_PROBLEM DETAILS_:
Emit the line that holds "TARGET: bird perched on stem" and all lines following it through the end of the data, verbatim, and nothing else.

_MATERIAL PROVIDED_:
** START **

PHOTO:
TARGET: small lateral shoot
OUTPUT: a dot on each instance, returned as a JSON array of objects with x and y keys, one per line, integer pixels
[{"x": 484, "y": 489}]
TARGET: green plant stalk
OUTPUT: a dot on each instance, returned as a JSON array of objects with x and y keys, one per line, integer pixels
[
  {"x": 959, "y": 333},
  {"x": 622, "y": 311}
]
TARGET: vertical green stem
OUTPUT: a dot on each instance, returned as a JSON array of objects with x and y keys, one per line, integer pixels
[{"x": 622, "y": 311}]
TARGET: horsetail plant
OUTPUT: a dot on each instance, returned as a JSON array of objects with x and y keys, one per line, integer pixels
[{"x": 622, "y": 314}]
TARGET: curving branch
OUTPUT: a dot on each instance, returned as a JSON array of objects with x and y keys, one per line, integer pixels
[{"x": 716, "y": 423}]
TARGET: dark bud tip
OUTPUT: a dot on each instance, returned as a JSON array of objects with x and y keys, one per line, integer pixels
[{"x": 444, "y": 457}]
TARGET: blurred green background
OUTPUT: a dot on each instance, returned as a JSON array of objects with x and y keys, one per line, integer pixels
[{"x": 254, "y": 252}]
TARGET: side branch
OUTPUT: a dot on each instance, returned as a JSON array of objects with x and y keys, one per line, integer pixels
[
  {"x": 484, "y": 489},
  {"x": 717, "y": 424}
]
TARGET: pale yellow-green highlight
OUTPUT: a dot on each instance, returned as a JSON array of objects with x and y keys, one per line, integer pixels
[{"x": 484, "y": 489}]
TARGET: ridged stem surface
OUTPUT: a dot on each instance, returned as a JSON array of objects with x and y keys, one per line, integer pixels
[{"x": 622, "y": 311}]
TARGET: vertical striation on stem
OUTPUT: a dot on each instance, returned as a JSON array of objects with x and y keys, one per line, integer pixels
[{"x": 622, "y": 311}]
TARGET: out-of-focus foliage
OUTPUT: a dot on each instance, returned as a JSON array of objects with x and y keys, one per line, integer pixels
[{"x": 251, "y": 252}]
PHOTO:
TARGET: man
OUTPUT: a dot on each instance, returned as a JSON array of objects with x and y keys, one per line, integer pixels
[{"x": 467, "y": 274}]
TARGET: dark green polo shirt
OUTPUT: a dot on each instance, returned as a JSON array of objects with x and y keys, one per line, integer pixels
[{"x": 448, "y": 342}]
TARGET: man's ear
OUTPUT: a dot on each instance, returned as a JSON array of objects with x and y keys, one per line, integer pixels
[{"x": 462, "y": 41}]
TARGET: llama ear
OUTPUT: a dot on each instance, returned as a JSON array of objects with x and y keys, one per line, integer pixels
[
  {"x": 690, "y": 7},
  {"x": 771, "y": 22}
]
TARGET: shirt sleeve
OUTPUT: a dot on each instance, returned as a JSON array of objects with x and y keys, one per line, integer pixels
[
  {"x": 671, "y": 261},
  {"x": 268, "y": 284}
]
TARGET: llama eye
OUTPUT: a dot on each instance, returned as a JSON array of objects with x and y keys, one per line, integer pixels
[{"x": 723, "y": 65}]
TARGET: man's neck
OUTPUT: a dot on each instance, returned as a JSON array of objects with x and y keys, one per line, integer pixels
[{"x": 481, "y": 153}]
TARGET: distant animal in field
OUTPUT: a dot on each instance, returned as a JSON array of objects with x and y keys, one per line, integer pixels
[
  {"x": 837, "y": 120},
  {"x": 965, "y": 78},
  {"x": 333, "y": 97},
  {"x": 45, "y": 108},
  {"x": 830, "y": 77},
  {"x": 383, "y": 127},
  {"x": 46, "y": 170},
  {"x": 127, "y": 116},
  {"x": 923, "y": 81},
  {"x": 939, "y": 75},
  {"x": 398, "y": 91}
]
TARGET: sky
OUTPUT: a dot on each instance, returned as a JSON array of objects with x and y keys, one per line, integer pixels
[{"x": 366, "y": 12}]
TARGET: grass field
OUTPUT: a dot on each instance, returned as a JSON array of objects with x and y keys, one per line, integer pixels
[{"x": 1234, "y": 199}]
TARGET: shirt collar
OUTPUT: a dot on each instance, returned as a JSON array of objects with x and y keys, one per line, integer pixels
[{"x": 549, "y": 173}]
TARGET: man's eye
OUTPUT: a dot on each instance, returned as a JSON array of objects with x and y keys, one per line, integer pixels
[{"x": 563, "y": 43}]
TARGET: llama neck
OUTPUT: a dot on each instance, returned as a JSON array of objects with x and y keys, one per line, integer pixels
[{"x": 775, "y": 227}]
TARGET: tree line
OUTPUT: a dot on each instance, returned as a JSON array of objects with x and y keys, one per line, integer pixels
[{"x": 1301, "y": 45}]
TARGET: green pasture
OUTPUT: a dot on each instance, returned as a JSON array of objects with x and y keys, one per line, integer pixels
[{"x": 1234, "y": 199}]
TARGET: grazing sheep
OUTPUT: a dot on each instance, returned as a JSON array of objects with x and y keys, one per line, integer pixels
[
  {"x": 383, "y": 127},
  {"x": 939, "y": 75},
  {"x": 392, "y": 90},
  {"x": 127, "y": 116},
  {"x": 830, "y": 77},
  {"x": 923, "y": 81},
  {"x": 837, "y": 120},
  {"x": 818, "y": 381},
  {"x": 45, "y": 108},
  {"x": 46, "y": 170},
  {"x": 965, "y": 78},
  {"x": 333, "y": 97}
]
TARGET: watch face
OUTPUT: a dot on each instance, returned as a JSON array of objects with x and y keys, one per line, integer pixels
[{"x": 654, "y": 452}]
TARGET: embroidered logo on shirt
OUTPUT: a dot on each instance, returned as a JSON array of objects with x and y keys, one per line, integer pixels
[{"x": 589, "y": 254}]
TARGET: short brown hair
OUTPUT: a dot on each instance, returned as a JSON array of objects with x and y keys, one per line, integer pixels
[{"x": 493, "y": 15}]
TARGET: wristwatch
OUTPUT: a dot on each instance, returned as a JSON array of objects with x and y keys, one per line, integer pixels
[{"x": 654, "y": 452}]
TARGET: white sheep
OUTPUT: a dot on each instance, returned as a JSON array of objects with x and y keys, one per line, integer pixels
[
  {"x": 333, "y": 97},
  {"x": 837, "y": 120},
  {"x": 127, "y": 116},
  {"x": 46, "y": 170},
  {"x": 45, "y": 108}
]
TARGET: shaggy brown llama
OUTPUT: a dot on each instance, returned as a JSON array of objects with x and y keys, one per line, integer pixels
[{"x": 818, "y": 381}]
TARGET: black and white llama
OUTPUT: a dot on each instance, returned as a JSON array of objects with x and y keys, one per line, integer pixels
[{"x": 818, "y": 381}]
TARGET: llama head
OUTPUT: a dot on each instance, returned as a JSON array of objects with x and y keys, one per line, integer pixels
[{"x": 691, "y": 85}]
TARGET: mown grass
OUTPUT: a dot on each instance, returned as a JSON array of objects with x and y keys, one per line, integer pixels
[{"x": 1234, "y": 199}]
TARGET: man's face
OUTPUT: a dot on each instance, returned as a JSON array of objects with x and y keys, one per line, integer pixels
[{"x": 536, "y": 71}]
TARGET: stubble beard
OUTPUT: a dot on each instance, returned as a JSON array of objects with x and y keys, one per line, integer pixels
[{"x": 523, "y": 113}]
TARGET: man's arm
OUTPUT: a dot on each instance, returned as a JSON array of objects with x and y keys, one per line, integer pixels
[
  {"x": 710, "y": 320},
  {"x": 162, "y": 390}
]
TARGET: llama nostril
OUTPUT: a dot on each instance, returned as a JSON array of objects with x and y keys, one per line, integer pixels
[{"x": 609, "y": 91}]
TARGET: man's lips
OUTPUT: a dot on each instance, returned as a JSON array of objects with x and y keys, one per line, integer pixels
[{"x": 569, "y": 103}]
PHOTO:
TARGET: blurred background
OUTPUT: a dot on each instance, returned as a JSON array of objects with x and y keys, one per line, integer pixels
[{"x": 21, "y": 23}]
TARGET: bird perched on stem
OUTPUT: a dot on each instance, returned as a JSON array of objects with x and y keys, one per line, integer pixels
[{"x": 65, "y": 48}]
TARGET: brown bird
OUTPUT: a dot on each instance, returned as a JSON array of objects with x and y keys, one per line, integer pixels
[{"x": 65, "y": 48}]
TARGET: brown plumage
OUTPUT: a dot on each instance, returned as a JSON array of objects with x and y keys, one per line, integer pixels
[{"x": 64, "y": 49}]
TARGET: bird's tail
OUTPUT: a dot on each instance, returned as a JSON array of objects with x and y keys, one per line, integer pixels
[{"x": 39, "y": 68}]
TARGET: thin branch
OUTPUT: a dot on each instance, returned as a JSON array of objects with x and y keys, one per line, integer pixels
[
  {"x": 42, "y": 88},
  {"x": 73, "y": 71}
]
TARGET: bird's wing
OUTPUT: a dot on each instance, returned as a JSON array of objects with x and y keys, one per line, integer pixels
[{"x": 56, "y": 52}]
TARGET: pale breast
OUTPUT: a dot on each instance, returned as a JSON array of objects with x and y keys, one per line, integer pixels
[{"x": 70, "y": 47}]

** END **

_EXERCISE OUTPUT_:
TARGET: bird perched on stem
OUTPUT: a dot on each instance, returned as a JSON array of objects with x and y keys, one per line, integer pixels
[{"x": 65, "y": 48}]
TARGET: brown bird
OUTPUT: a dot on each instance, returned as a JSON array of objects with x and y keys, one per line, integer pixels
[{"x": 65, "y": 48}]
TARGET: brown plumage
OUTPUT: a dot on each instance, returned as a JSON array of objects with x and y keys, one per line, integer pixels
[{"x": 64, "y": 49}]
TARGET: bird's tail
OUTPUT: a dot on each instance, returned as a JSON array of objects with x and y keys, one per line, integer pixels
[{"x": 39, "y": 68}]
TARGET: thin branch
OUTPUT: a dot on each instance, returned as a JSON array of objects with x and y keys, one per line, integer pixels
[
  {"x": 42, "y": 88},
  {"x": 73, "y": 71}
]
TARGET: bird's wing
OUTPUT: a dot on each instance, returned as a JSON array of objects with x and y keys, one per line, integer pixels
[{"x": 56, "y": 52}]
TARGET: pale breast
OUTPUT: a dot on each instance, returned as a JSON array of objects with x and y keys, one per line, integer pixels
[{"x": 70, "y": 47}]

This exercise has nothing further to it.